◆ **GOAL OF THE EXERCISE**
Every entry is to be restated exactly; pictures are not part of the copy.

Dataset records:
----------

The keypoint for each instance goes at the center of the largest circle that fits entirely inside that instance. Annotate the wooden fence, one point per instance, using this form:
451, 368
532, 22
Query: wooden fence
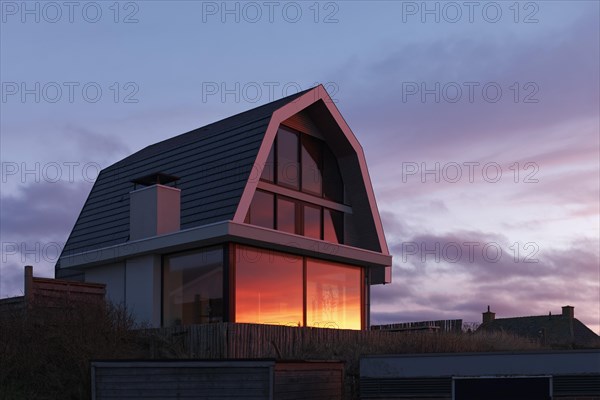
236, 340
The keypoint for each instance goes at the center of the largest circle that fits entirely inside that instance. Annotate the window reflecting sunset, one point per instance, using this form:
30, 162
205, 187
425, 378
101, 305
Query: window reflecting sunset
333, 295
268, 287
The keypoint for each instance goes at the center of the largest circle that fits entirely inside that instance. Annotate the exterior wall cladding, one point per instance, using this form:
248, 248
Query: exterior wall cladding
194, 230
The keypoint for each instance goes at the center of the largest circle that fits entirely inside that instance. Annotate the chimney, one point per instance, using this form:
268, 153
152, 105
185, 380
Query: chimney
488, 316
569, 311
154, 209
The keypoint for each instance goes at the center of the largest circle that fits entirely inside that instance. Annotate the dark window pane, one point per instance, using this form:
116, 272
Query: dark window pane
311, 165
287, 159
312, 221
268, 172
193, 287
333, 295
333, 226
262, 209
268, 287
286, 215
333, 188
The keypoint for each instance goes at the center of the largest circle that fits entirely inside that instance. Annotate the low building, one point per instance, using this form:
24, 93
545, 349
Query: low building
48, 293
564, 375
563, 330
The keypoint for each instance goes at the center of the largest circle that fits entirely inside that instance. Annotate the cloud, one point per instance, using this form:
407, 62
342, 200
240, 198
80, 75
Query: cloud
438, 289
42, 210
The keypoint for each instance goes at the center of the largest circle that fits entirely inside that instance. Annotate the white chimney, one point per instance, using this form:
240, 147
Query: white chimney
154, 210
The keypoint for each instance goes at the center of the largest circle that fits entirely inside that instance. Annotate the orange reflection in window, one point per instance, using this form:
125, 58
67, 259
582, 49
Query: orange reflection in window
333, 295
268, 287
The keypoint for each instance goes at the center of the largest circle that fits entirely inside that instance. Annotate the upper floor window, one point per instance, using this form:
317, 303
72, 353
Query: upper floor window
302, 162
305, 164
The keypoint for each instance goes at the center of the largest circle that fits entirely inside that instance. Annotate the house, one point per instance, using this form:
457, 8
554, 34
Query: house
553, 330
264, 217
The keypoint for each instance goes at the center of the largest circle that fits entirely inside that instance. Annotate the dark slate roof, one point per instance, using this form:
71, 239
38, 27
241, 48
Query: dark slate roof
212, 162
548, 329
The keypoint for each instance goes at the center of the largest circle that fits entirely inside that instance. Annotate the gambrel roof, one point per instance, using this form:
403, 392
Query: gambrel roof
217, 167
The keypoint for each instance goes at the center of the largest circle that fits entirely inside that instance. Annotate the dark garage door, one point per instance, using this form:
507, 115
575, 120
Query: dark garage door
502, 389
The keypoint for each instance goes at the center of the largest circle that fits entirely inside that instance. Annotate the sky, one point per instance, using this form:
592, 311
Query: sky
479, 121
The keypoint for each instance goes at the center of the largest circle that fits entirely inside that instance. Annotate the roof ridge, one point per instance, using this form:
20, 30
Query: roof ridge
267, 106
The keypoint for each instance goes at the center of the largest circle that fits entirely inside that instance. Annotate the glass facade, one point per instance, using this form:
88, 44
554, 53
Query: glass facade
287, 159
303, 163
283, 289
268, 287
312, 165
193, 287
333, 295
261, 210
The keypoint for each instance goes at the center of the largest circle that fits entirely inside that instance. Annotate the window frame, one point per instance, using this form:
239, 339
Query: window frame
363, 286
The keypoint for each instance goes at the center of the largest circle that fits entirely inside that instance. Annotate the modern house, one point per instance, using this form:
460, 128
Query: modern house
267, 217
562, 330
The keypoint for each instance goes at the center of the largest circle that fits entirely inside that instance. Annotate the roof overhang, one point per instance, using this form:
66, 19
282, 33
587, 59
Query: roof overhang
223, 232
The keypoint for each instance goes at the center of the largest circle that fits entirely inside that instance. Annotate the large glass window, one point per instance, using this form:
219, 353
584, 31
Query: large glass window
311, 165
304, 163
261, 211
312, 221
333, 188
333, 226
284, 289
268, 172
287, 159
268, 287
286, 215
193, 287
333, 295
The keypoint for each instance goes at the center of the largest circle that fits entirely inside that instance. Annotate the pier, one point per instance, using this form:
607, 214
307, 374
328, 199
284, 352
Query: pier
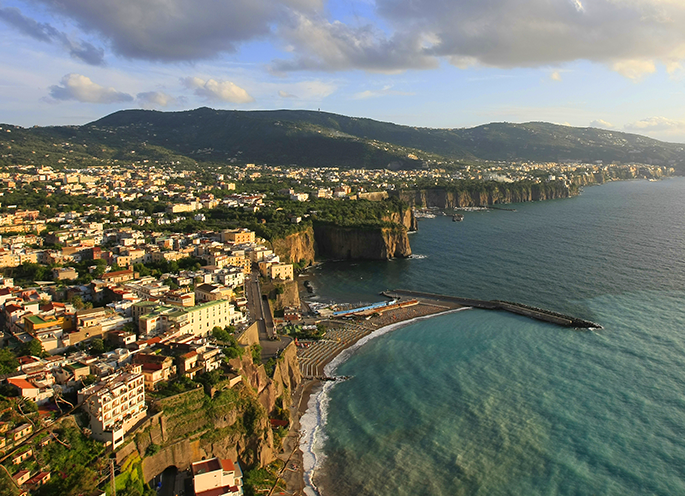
507, 306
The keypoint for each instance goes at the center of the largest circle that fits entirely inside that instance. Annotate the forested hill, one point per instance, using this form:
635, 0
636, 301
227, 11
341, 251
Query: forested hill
310, 138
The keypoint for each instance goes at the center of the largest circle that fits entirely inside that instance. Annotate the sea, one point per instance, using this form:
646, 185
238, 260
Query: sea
481, 402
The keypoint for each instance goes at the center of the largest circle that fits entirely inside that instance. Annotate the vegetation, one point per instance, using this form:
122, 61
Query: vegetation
312, 139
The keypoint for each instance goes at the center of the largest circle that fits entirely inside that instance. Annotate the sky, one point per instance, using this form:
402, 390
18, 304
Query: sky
613, 64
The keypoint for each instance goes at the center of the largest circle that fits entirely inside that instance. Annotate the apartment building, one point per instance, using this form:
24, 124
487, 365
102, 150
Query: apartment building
217, 477
115, 405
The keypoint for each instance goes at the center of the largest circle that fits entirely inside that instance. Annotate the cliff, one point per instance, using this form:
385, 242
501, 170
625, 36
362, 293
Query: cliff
480, 194
388, 240
296, 247
358, 243
231, 423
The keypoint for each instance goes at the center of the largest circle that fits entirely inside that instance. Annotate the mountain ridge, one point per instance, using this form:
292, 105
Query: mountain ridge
315, 138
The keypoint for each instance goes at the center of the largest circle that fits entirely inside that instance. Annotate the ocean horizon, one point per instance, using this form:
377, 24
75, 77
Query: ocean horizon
483, 402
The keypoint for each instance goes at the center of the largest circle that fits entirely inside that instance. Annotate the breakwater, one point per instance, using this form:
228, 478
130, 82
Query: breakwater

----------

◆ **WORKED SOLUTION**
The keypoint for each instance goes at the center of the largest circle that fits entirely inside that instance. Annotate the wooden fence, one point per instance, using this form:
451, 368
532, 22
Query: wooden fence
236, 340
The keypoint for each instance goes at the center of the largest circle that fits entirely inside that instance. Annotate the window reflecting sunset, one point per instance, using this form:
30, 162
205, 187
425, 378
101, 305
Query: window reflecting sunset
333, 295
268, 287
The keypoint for each instance goes at the center of the largest circle that fits entirely inside that instance. Annotate the exterior wall cladding, one point per instance, using this form:
248, 248
Query: exterior wall cladding
194, 230
The keypoint for each instance goes at the center of the largest circle that fits entirely inside that instance. Annotate the chimney, one point per instance, using this form:
268, 153
152, 105
185, 380
Query: chimney
488, 316
569, 311
154, 209
The keypoint for each instance goes at the center of the largest circle that fits entirely inside that instance. Annotate the dark window pane, one point per instance, using this form:
116, 272
Query: dark window pane
311, 165
287, 159
312, 221
268, 172
193, 287
333, 295
333, 226
262, 209
268, 287
286, 215
333, 188
The keypoint for each instance goes at the center of the largest circle that fits entirely inside that instance. Annotate the low building, one point per instance, using this form:
24, 93
545, 349
Query: low building
48, 293
564, 375
563, 330
The keypoint for each instance goes at the center of the largest circle that fits entirely inside that instance. Annotate the cloud, one point per instance, using this form:
407, 62
342, 200
240, 198
80, 75
Query: cloud
438, 289
42, 210
The keypoint for each instance goes at the center of the largest circle that fits entirely inside that instance. Annotate the white chimney, one point per instance, using this form:
240, 147
Query: white chimney
154, 210
The keypoint for each instance goes at the center of the largest circle that fits entirely inside that instance. Annotate the orange reflection in window, one point per instance, using this form:
125, 58
67, 259
582, 49
Query: orange reflection in window
333, 295
268, 287
The keypoint for each instance goes at the center of the largest circle that fits entirely inside that instance. Annotate the upper floor window, one point per instance, using this form:
317, 303
72, 353
Query: upper floor window
302, 162
305, 164
The keypoint for each instance goes at the center of the largest circle that fits entirely inside that instance. Annotate the house, one point per instance, using this form:
457, 8
554, 34
Query: house
553, 330
264, 217
The keypoint for each instance goes at the center of the largest circle that fits entirely inside that instance. Annotate the dark slate roof, one point per instance, using this form:
71, 239
38, 27
241, 48
Query: dark slate roof
212, 162
548, 329
The keypoint for each instance goes at the center of the largest circle that fits entirely inside that instance. Annotate the gambrel roof, one point per instance, using this form:
403, 392
Query: gambrel roof
217, 167
The keypoint for each instance goes at the center of the largest circle that fits entirely inside that instance. Annotate the dark garage door, one point per instance, using this form:
507, 115
575, 120
Query: dark garage door
502, 389
The keypoint for each instance goes at the center of the largest circle that fits entirely inside that instance. Annotate the sky, one point per instance, using this form:
592, 311
Query: sky
479, 121
The keypoint for each instance goes at the center of the largest circle that fits entirely inside that instance. Annotate the roof ridge, one point per instance, using this form:
20, 30
Query: roof ridge
267, 106
The keypoint for each instance goes at the center of the largest circle that fits entirely inside that instance. Annotate the glass facade, one point per instance, using this form:
88, 44
554, 53
Query: glass facade
287, 159
303, 163
283, 289
268, 287
312, 165
193, 287
333, 295
261, 210
The keypoint for each instance goes at the center of the largest circle that fits entirely inside that instance. Annotate the window frame, one point per instance, using this form:
239, 339
Query: window frame
363, 286
The keypoint for each instance goes at the center of the largest circle that fits entirely inside that instance. Annotate the modern house, one point per instance, using this form:
460, 128
Query: modern house
267, 217
562, 330
The keypoint for each instance goes at the center of the largest circle that fits entirely inside that instance. Annotate the roof overhang, one point per instance, using this form:
66, 19
282, 33
587, 59
Query: roof overhang
223, 232
The keypoint for each instance goes at the center of the largest circle that fits entirely inside that instance. Annotate the large glass window, one point per instance, using this form:
219, 353
584, 31
Query: large glass window
311, 165
304, 163
261, 211
312, 221
333, 188
333, 226
284, 289
268, 172
287, 159
268, 287
286, 215
193, 287
333, 295
The keypoint for each instance goes at the center of the largest circle that fits entirely inside that instance. Annotate the pier, one point per instance, using this form:
607, 214
307, 374
328, 199
284, 352
Query: pier
507, 306
The keypoint for each instance goes at the center of the largest circle that fits entirely inside that instance. Annotate the forested hill, one point per instance, using this form:
635, 0
636, 301
227, 11
341, 251
Query: forested hill
310, 138
The keypoint for each instance goes at the center of the largest circle that fits entirely inside that instance. Annotate the sea, one point per instance, using this form:
646, 185
238, 260
Query: sea
481, 402
The keypoint for each instance goes at the center of the largest circle that fits entirely inside that instance. Annotate the vegetation, one point per instance, using this form:
122, 61
Query: vegetation
312, 139
The keypoint for each instance goes at the center of the largest circle that fits entirely inside that instance. Annotate the sky, one point per instance, using this form:
402, 390
18, 304
Query: sky
613, 64
The keypoint for each instance goes at the center of the largest circle that fits entirely inside that instance. Annotate the apartment building, one point per instance, using this form:
24, 124
487, 365
102, 150
Query: apartment building
217, 477
115, 405
The keypoint for each instance goes at the center of the largest circle that fits entirely inside that instance. Annotate the cliff, one point per instance, using this form:
385, 242
501, 170
625, 36
362, 293
Query: cliff
480, 194
388, 240
296, 247
358, 243
231, 423
The keypoint for each instance goes at the center of the largest circle that fits entirely inside that instance. Annotate the mountain ridge, one point per instance, using this form:
292, 105
Query: mountain ridge
315, 138
The keypoint for each instance goes at the center of the largest circle that fits entirely inside that instance. Annotate the ocean horizon, one point per instance, using this form:
377, 24
75, 77
Query: ocean horizon
483, 402
The keypoint for each instance goes at the center of the largest circle that fits entirely inside that instance. Annotate the breakwater, one point per instance, using this form:
228, 478
130, 82
Query: breakwater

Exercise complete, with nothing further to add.